**Required action:**
Across these entries, count the lines holding the string "below"; the number is the whole answer.

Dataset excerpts
━━━━━━━━━━

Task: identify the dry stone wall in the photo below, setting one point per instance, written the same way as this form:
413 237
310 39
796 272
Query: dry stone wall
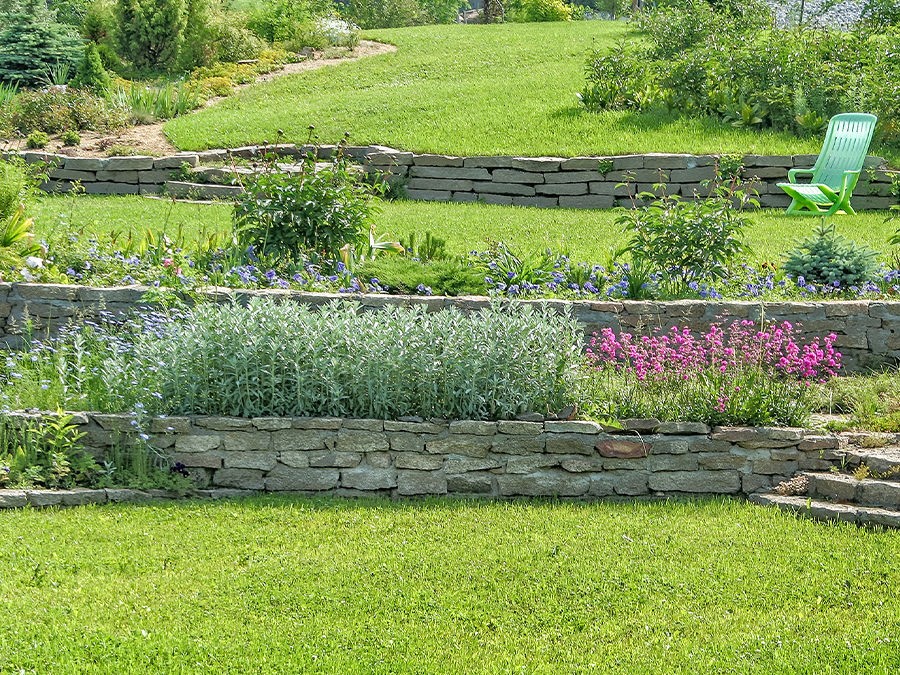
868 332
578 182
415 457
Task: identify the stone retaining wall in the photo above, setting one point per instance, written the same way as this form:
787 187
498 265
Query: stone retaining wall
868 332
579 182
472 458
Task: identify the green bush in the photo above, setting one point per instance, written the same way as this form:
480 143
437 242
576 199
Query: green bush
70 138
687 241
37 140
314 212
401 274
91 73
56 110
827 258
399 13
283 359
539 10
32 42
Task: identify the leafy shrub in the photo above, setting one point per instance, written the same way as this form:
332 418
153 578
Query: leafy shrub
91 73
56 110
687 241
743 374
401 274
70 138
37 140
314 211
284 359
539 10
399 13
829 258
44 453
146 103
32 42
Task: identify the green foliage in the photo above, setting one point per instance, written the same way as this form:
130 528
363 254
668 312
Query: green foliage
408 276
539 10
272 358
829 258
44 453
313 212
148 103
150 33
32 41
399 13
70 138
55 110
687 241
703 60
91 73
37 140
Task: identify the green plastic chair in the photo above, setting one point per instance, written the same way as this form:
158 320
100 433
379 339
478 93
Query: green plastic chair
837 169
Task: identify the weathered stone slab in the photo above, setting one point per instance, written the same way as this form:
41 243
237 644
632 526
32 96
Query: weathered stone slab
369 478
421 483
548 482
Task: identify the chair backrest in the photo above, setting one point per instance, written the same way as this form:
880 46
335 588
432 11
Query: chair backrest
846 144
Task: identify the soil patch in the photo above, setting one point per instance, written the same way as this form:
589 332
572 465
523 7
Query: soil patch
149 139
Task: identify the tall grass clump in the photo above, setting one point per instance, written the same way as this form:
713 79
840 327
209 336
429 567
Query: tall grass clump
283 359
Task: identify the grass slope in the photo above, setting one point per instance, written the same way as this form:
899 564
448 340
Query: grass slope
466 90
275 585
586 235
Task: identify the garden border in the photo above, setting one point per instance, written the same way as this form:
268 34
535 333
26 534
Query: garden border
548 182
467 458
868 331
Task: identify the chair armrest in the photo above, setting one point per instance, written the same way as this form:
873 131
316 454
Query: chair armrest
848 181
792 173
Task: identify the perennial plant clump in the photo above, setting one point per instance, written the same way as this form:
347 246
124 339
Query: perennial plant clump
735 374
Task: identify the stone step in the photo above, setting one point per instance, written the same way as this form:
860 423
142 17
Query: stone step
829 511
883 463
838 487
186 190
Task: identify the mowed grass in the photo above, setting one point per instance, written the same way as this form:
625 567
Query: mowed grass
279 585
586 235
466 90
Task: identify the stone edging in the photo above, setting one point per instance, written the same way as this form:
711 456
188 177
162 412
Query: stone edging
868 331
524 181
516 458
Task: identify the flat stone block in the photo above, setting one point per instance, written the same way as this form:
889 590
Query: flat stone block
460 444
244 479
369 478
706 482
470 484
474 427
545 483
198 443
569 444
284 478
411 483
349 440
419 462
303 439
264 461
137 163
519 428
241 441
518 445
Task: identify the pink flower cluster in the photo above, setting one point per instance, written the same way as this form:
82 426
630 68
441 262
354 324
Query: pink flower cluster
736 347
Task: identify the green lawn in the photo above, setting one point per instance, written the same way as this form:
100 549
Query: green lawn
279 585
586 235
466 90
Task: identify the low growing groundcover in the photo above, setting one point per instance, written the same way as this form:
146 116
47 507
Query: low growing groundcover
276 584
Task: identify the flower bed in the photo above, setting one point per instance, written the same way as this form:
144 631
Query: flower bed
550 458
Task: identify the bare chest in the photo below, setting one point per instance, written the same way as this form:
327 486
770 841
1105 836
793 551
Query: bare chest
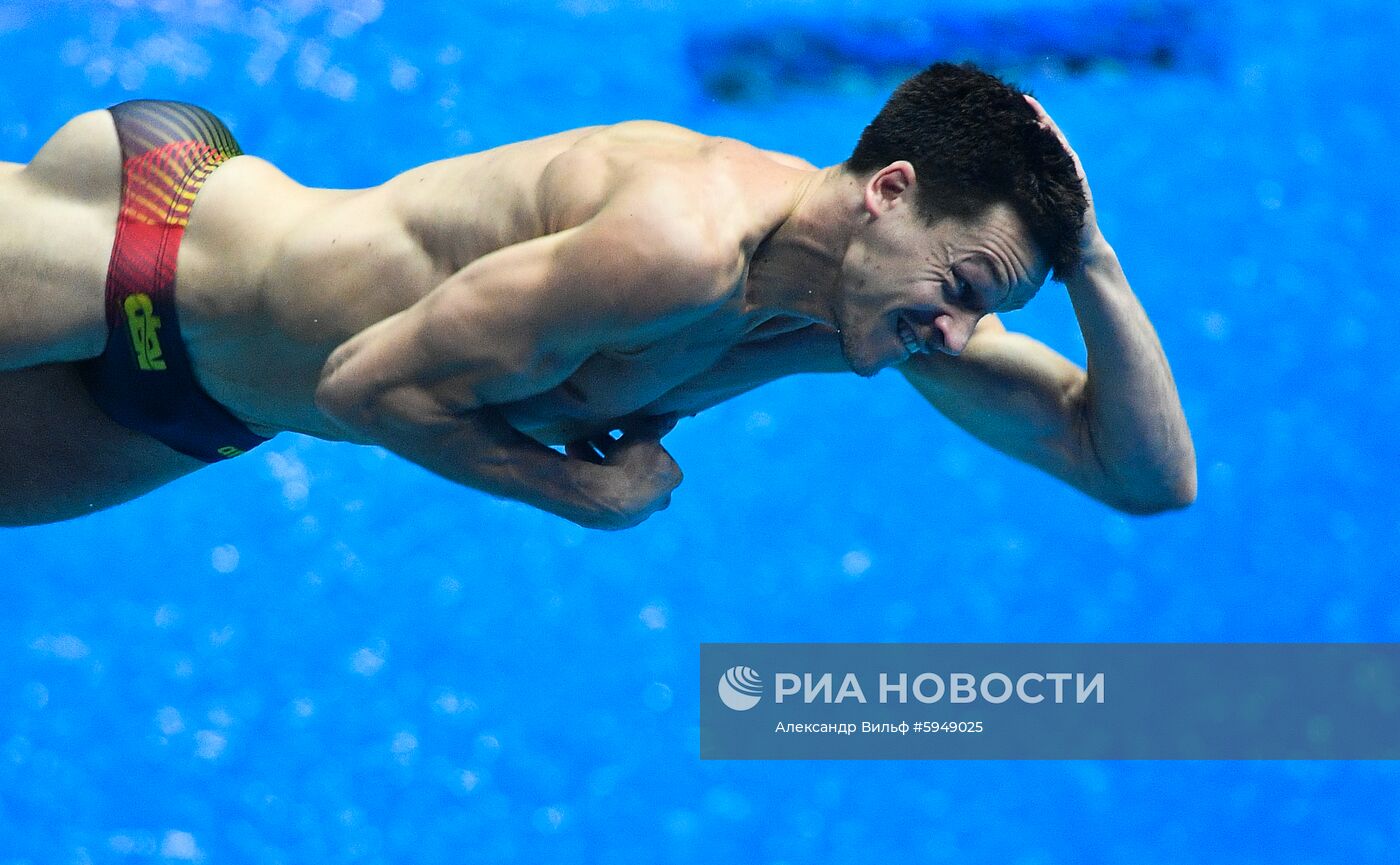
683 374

━━━━━━━━━━

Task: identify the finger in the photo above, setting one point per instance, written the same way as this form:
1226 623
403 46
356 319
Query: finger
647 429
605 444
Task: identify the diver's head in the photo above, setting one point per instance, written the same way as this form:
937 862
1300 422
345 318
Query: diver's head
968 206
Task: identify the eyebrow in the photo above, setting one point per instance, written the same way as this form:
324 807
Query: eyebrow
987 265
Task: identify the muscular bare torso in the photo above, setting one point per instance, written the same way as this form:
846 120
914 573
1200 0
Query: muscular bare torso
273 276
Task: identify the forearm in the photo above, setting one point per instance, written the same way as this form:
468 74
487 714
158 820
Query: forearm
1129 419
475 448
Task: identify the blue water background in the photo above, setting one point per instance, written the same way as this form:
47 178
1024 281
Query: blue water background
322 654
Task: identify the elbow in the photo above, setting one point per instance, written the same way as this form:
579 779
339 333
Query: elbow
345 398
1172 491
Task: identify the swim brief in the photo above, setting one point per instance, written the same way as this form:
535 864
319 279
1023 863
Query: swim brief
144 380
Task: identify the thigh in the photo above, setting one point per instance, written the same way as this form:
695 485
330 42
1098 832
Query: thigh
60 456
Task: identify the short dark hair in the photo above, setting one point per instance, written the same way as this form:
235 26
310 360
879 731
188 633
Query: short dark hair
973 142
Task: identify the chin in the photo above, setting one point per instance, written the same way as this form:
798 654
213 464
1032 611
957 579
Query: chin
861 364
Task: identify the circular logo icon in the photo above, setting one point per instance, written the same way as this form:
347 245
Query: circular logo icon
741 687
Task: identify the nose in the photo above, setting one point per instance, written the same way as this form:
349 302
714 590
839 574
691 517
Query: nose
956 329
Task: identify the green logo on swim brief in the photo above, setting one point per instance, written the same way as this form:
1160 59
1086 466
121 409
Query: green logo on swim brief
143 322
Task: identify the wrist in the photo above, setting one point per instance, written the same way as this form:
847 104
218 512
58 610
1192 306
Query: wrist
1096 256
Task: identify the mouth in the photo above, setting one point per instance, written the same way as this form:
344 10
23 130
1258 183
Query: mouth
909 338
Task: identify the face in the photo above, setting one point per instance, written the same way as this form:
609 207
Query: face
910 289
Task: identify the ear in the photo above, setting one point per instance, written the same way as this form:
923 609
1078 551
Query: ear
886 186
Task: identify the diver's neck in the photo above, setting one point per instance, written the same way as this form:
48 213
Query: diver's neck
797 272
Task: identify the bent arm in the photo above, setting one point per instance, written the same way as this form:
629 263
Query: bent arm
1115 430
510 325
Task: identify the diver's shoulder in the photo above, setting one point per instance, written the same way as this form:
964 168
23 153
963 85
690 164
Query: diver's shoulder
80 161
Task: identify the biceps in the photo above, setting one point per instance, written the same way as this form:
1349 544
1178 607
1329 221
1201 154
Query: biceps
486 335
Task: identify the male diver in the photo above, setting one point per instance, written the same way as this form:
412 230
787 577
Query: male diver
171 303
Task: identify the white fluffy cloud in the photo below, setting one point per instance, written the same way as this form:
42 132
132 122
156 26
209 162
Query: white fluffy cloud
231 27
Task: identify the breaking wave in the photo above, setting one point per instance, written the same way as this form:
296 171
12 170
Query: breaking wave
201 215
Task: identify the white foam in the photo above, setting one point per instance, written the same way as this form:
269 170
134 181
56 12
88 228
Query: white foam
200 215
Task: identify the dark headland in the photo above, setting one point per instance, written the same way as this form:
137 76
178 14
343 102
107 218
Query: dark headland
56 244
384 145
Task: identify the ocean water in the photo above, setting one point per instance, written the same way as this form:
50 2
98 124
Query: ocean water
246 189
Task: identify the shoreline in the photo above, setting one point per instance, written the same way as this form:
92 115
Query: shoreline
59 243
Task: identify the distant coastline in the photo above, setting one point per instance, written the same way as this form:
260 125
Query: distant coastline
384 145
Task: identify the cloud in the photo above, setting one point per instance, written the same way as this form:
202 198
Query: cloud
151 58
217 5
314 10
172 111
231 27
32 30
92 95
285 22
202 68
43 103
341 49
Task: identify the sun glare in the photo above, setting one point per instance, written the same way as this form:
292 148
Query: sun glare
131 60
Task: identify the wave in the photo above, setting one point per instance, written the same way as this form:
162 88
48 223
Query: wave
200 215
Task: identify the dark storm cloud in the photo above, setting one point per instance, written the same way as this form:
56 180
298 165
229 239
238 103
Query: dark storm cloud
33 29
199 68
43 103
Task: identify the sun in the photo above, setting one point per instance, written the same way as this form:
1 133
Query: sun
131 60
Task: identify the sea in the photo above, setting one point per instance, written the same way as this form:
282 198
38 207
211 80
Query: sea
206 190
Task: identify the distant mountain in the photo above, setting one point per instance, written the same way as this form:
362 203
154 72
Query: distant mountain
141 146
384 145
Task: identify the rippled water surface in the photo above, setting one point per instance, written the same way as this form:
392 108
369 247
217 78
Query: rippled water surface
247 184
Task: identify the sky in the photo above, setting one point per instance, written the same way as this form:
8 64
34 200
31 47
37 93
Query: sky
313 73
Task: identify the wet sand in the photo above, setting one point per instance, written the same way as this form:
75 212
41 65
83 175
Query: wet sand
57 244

━━━━━━━━━━

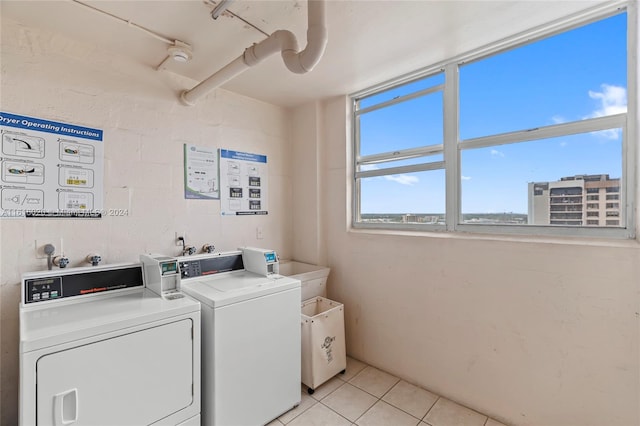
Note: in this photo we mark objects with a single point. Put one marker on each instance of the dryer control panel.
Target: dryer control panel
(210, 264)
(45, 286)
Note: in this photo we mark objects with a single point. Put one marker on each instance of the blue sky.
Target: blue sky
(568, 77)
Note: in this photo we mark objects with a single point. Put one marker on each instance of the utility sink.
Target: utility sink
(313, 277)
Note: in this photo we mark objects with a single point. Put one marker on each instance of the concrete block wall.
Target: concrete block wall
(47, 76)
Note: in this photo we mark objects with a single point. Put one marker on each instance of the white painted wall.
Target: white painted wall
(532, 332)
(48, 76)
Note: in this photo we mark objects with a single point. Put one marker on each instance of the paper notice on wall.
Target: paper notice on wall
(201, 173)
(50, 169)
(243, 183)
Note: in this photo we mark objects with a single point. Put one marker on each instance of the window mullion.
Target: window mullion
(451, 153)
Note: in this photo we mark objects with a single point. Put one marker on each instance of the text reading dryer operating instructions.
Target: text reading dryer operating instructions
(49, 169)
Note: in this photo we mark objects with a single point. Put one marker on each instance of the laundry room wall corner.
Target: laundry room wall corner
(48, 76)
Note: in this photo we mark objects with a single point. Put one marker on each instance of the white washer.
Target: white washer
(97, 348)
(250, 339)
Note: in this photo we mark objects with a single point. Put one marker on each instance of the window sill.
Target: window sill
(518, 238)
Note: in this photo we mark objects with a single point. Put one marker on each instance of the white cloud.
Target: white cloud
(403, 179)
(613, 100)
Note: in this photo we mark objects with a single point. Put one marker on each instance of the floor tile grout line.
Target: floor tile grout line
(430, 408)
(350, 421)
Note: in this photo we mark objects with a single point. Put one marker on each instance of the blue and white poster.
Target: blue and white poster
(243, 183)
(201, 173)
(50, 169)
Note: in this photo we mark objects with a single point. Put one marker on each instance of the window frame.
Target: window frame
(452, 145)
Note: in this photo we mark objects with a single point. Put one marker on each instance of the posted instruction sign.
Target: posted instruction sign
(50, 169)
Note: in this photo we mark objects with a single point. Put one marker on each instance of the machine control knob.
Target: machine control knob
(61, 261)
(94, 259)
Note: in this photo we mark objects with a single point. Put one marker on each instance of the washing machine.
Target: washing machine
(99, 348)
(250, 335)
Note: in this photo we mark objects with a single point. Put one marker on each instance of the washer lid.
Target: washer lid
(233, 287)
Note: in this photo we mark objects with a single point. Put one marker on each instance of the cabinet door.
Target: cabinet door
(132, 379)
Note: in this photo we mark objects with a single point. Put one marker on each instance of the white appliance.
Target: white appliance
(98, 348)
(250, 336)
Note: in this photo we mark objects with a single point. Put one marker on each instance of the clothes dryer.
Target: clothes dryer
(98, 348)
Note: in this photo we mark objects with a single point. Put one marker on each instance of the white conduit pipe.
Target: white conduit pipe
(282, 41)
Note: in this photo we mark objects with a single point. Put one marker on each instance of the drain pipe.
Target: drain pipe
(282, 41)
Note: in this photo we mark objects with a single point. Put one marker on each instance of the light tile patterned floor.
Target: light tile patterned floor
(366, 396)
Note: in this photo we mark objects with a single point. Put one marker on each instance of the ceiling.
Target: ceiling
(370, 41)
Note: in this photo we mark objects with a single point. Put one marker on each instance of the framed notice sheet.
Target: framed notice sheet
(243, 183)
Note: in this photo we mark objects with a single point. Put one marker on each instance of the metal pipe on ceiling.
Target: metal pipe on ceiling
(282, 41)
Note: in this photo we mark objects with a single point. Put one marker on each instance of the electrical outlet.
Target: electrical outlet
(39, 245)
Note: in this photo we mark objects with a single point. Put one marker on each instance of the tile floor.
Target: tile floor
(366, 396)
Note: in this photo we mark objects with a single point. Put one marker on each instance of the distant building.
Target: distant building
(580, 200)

━━━━━━━━━━

**Solution for this exercise:**
3